Dass Städte als signifikanter Teil des internationalen Multigovernancesystems wahrgenommen werden ist nicht selbstverständlich und auch erst eine Entwicklung der ca. letzten 15 Jahre. Weltweit lebt schon seit langem mehr als die Hälfte der Menschen in Städten, 80 % des globalen Bruttosozialprodukts wird in Städten und urbanen Regionen erwirtschaftet aber letztlich auch ca. 75 % der globalen CO2-Emissionen kommen von dort. Da ist es mehr als deutlich, dass der Kampf um die globale Erreichung der 17 UN-Nachhaltigkeitsziele nur mit und in den Städten und urbanen Regionen gewonnen werden kann. Auf europäischer Ebene ist Eurocities, das zwar schon 1986 gegründet wurde, aber erst Ende der 1990er-Jahre/Anfang 2000 richtig Fahrt aufnahm, mit aktuell 135 Städten aus 35 Ländern der zentrale Lobbyverband, wenn es um die städtischen Interessen auf Europäischer Ebene geht.
Weitere Netzwerke sind UCLG (United Cities and Local Governments), die aktuell den größten Einfluss auf globaler Ebene zum Thema Umsetzung der 17 UN-Nachhaltigkeitsziele gegenüber UN-Habitat und der UN haben. Strukturell vertreten die Städte in Europa natürlich noch der Rat der Gemeinden und Regionen Europas (RGRE) bzw. Council of European Municipalities (CEMR) und Metropolis das nur Städte über 500.000 Einwohner zulässt und vielleicht das politischste Gremium zur weltweiten Vertretung von Städten, das Global Parliament of Mayors (GPM).

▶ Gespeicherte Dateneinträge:
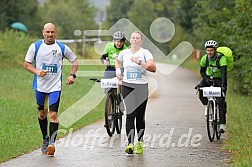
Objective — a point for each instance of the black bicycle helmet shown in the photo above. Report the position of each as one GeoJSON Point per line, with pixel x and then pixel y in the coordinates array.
{"type": "Point", "coordinates": [119, 35]}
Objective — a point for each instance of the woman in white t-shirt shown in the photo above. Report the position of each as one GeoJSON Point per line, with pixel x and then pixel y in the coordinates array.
{"type": "Point", "coordinates": [136, 62]}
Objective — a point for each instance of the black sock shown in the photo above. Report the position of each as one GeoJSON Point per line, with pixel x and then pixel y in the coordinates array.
{"type": "Point", "coordinates": [53, 131]}
{"type": "Point", "coordinates": [43, 127]}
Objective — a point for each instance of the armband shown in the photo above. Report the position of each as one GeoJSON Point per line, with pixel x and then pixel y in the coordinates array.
{"type": "Point", "coordinates": [73, 75]}
{"type": "Point", "coordinates": [118, 71]}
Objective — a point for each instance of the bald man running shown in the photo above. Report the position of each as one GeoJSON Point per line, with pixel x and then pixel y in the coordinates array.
{"type": "Point", "coordinates": [44, 59]}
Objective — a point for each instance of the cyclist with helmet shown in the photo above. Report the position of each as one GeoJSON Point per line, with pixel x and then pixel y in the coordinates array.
{"type": "Point", "coordinates": [213, 69]}
{"type": "Point", "coordinates": [111, 52]}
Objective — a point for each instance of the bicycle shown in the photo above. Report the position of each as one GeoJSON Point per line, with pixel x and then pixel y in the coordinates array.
{"type": "Point", "coordinates": [213, 118]}
{"type": "Point", "coordinates": [113, 113]}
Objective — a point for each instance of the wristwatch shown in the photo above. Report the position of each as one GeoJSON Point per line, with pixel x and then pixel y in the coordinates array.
{"type": "Point", "coordinates": [73, 75]}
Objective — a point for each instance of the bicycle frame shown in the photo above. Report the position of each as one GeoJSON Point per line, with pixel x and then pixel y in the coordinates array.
{"type": "Point", "coordinates": [113, 116]}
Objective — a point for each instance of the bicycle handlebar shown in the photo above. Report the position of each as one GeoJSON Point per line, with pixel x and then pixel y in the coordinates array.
{"type": "Point", "coordinates": [95, 79]}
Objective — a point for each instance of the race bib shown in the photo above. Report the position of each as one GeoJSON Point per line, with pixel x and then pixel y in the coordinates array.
{"type": "Point", "coordinates": [133, 75]}
{"type": "Point", "coordinates": [51, 68]}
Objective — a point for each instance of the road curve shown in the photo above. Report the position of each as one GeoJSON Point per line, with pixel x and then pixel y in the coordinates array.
{"type": "Point", "coordinates": [175, 134]}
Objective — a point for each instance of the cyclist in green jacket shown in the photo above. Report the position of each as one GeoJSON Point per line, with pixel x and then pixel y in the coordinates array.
{"type": "Point", "coordinates": [213, 69]}
{"type": "Point", "coordinates": [111, 52]}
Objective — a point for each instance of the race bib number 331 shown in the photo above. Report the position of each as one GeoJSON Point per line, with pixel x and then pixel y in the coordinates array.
{"type": "Point", "coordinates": [134, 74]}
{"type": "Point", "coordinates": [51, 68]}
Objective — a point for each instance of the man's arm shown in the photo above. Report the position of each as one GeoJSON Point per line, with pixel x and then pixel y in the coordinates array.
{"type": "Point", "coordinates": [72, 76]}
{"type": "Point", "coordinates": [29, 67]}
{"type": "Point", "coordinates": [223, 70]}
{"type": "Point", "coordinates": [203, 73]}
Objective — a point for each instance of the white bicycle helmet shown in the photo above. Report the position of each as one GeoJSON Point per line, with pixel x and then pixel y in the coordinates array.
{"type": "Point", "coordinates": [211, 44]}
{"type": "Point", "coordinates": [119, 35]}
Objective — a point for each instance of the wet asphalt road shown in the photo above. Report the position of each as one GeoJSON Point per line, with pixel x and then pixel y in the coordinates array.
{"type": "Point", "coordinates": [175, 134]}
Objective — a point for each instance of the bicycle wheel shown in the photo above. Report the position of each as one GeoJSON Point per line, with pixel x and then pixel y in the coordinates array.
{"type": "Point", "coordinates": [109, 120]}
{"type": "Point", "coordinates": [210, 121]}
{"type": "Point", "coordinates": [118, 115]}
{"type": "Point", "coordinates": [217, 122]}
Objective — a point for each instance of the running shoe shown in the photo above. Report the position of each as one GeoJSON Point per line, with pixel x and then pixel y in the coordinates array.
{"type": "Point", "coordinates": [51, 149]}
{"type": "Point", "coordinates": [139, 147]}
{"type": "Point", "coordinates": [222, 128]}
{"type": "Point", "coordinates": [45, 145]}
{"type": "Point", "coordinates": [130, 149]}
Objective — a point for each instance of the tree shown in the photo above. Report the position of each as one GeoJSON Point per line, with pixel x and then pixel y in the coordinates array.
{"type": "Point", "coordinates": [21, 11]}
{"type": "Point", "coordinates": [117, 10]}
{"type": "Point", "coordinates": [69, 16]}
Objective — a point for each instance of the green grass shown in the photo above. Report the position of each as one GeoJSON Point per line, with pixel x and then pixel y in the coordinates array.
{"type": "Point", "coordinates": [20, 131]}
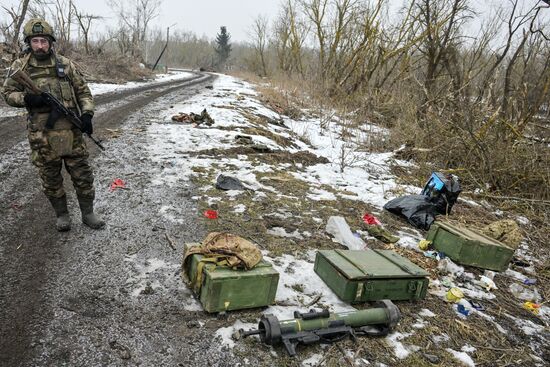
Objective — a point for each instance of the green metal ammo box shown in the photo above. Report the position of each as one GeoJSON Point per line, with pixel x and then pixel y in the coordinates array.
{"type": "Point", "coordinates": [360, 276]}
{"type": "Point", "coordinates": [468, 247]}
{"type": "Point", "coordinates": [224, 289]}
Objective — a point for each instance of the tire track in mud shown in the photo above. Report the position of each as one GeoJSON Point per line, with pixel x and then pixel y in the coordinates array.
{"type": "Point", "coordinates": [31, 251]}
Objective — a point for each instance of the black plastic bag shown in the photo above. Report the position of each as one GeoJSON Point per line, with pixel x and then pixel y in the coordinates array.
{"type": "Point", "coordinates": [418, 209]}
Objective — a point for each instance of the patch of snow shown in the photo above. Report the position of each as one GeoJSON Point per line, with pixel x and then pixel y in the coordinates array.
{"type": "Point", "coordinates": [319, 194]}
{"type": "Point", "coordinates": [240, 208]}
{"type": "Point", "coordinates": [225, 334]}
{"type": "Point", "coordinates": [313, 360]}
{"type": "Point", "coordinates": [401, 350]}
{"type": "Point", "coordinates": [468, 349]}
{"type": "Point", "coordinates": [440, 338]}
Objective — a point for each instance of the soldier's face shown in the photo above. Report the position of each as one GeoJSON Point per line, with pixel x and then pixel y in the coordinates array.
{"type": "Point", "coordinates": [40, 45]}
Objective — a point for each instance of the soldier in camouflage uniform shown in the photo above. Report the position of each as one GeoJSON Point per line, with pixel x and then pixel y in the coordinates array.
{"type": "Point", "coordinates": [62, 144]}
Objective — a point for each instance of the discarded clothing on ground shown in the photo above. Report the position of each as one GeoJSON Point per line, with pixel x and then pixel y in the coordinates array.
{"type": "Point", "coordinates": [227, 249]}
{"type": "Point", "coordinates": [224, 182]}
{"type": "Point", "coordinates": [194, 118]}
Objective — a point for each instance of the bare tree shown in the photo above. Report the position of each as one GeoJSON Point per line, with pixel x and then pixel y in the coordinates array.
{"type": "Point", "coordinates": [12, 29]}
{"type": "Point", "coordinates": [259, 41]}
{"type": "Point", "coordinates": [85, 22]}
{"type": "Point", "coordinates": [135, 17]}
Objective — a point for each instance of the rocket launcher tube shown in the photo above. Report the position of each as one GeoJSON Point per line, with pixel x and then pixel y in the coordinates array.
{"type": "Point", "coordinates": [323, 327]}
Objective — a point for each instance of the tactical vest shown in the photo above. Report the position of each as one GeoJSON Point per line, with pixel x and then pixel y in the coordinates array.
{"type": "Point", "coordinates": [50, 76]}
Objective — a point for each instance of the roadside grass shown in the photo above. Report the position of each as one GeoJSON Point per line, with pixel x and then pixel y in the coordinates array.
{"type": "Point", "coordinates": [281, 219]}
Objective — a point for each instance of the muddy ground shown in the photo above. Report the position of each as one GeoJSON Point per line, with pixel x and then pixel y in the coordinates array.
{"type": "Point", "coordinates": [114, 297]}
{"type": "Point", "coordinates": [84, 298]}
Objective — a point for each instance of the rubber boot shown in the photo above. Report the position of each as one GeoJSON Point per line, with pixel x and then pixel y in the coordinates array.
{"type": "Point", "coordinates": [63, 222]}
{"type": "Point", "coordinates": [88, 216]}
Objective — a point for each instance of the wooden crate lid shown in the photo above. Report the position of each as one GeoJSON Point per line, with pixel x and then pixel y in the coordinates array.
{"type": "Point", "coordinates": [372, 264]}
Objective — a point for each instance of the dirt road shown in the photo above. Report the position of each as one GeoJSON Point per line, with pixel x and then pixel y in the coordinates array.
{"type": "Point", "coordinates": [109, 297]}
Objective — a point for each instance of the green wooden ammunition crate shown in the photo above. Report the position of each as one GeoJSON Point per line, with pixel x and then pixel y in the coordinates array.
{"type": "Point", "coordinates": [371, 275]}
{"type": "Point", "coordinates": [468, 247]}
{"type": "Point", "coordinates": [224, 289]}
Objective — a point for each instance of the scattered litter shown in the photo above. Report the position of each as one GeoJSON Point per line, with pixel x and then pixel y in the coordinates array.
{"type": "Point", "coordinates": [520, 262]}
{"type": "Point", "coordinates": [438, 197]}
{"type": "Point", "coordinates": [447, 283]}
{"type": "Point", "coordinates": [477, 305]}
{"type": "Point", "coordinates": [530, 281]}
{"type": "Point", "coordinates": [487, 283]}
{"type": "Point", "coordinates": [197, 119]}
{"type": "Point", "coordinates": [418, 210]}
{"type": "Point", "coordinates": [532, 307]}
{"type": "Point", "coordinates": [371, 220]}
{"type": "Point", "coordinates": [117, 184]}
{"type": "Point", "coordinates": [211, 214]}
{"type": "Point", "coordinates": [426, 313]}
{"type": "Point", "coordinates": [446, 265]}
{"type": "Point", "coordinates": [424, 245]}
{"type": "Point", "coordinates": [523, 293]}
{"type": "Point", "coordinates": [462, 309]}
{"type": "Point", "coordinates": [382, 234]}
{"type": "Point", "coordinates": [443, 191]}
{"type": "Point", "coordinates": [454, 295]}
{"type": "Point", "coordinates": [224, 182]}
{"type": "Point", "coordinates": [339, 228]}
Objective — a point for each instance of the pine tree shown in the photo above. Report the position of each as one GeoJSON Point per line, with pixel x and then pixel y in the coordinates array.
{"type": "Point", "coordinates": [223, 47]}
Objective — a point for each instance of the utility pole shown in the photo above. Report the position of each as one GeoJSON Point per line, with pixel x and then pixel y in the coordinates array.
{"type": "Point", "coordinates": [164, 49]}
{"type": "Point", "coordinates": [168, 40]}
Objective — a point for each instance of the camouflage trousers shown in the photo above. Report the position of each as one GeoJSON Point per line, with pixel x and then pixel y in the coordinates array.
{"type": "Point", "coordinates": [51, 149]}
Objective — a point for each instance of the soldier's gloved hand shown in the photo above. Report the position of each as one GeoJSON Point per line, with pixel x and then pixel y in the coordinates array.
{"type": "Point", "coordinates": [87, 126]}
{"type": "Point", "coordinates": [34, 100]}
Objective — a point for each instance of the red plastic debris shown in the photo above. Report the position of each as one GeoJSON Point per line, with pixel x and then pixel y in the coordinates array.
{"type": "Point", "coordinates": [211, 214]}
{"type": "Point", "coordinates": [117, 184]}
{"type": "Point", "coordinates": [371, 220]}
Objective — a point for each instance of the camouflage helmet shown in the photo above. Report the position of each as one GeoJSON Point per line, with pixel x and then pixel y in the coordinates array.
{"type": "Point", "coordinates": [37, 27]}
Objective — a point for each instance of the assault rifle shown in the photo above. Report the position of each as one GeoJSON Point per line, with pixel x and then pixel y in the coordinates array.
{"type": "Point", "coordinates": [324, 327]}
{"type": "Point", "coordinates": [58, 109]}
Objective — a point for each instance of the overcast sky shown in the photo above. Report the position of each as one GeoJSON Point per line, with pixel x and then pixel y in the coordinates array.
{"type": "Point", "coordinates": [204, 17]}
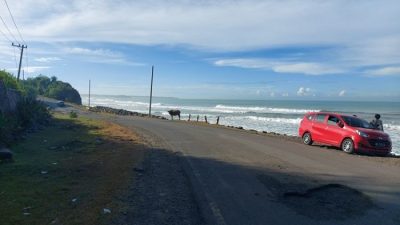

▶ AUFGABEN ZUM TEXT:
1 - Zähl alle Netzwerke und Verbände von Städten auf, die im Text über Städte in der internationalen Politik vorkommen.
2 - Wie viele Städte aus wie vielen Ländern gehören laut dem Text über Städte in der internationalen Politik derzeit zu Eurocities?
3 - Schreib den Text über Städte in der internationalen Politik weiter, und zwar direkt im Anschluss an seinen letzten Satz.

▶ LÖSUNGEN:
1 - Eurocities; UCLG (United Cities and Local Governments); Rat der Gemeinden und Regionen Europas (RGRE) bzw. Council of European Municipalities (CEMR); Metropolis; Global Parliament of Mayors (GPM)

2 - 135 Städte aus 35 Ländern.

3 -
Dieses, inzwischen vom Gründungsmitglied, dem Mannheimer Oberbürgermeister Dr. Peter Kurz geführte Netzwerk, geht auf eine Idee des leider viel zu früh verstorbenen amerikanischen Politologen und US-Präsidentenberater, Benjamin Barber, zurück. Dieser formulierte nach langjährigen Erfahrungen im politischen Multigovernancesystem und Forschungen sein epochales Werk "If mayors ruled the world". Darin vertritt er die These von der Dysfunktionalität der nationalstaatlichen Ebenen, die mit den aktuellen Herausforderungen wie dem Klimawandel, Terrorismus, Armut, soziale Spaltungen in ihrer aktuellen Governancestruktur nicht zurechtkommen. Er war davon überzeugt, dass die lokale Ebene die Entscheidende ist! Die Demokratie entstand in Städten und funktioniert dort am besten. Bürgermeister sind die pragmatischsten und effektivsten aller politischen Führer, denn sie müssen Dinge durchsetzen. Hier ist die direkte Schnittstelle von Bürgerinnen und Bürgern und politischen Entscheidungsträgern und hier vor Ort treffen die Probleme und Herausforderungen direkt die Menschen. Daher müssten Bürgermeister bei der Lösung der Probleme eine größere Rolle spielen und am besten in einem neu zu konstituierenden Global Parliament of Mayors zentraler Entscheidungs- und Diskussionsbestandteil des Multigovernancesystems sein. Aktuell spielten sie eine untergeordnete Rolle, gerade bei der Lösung der globalen Probleme. Dazu gibt es globale themenspezifische Netzwerke wie ICLEI (Local Governments for Sustainability) oder die von dem ehemaligen New Yorker Bürgermeister und Milliardär Michael R. Bloomberg (intrinsische Motivation, die Welt zu retten) gegründeten C40, inzwischen fast 100, die sich explizit dem Kampf gegen die weltweite Klimaerwärmung verschrieben haben.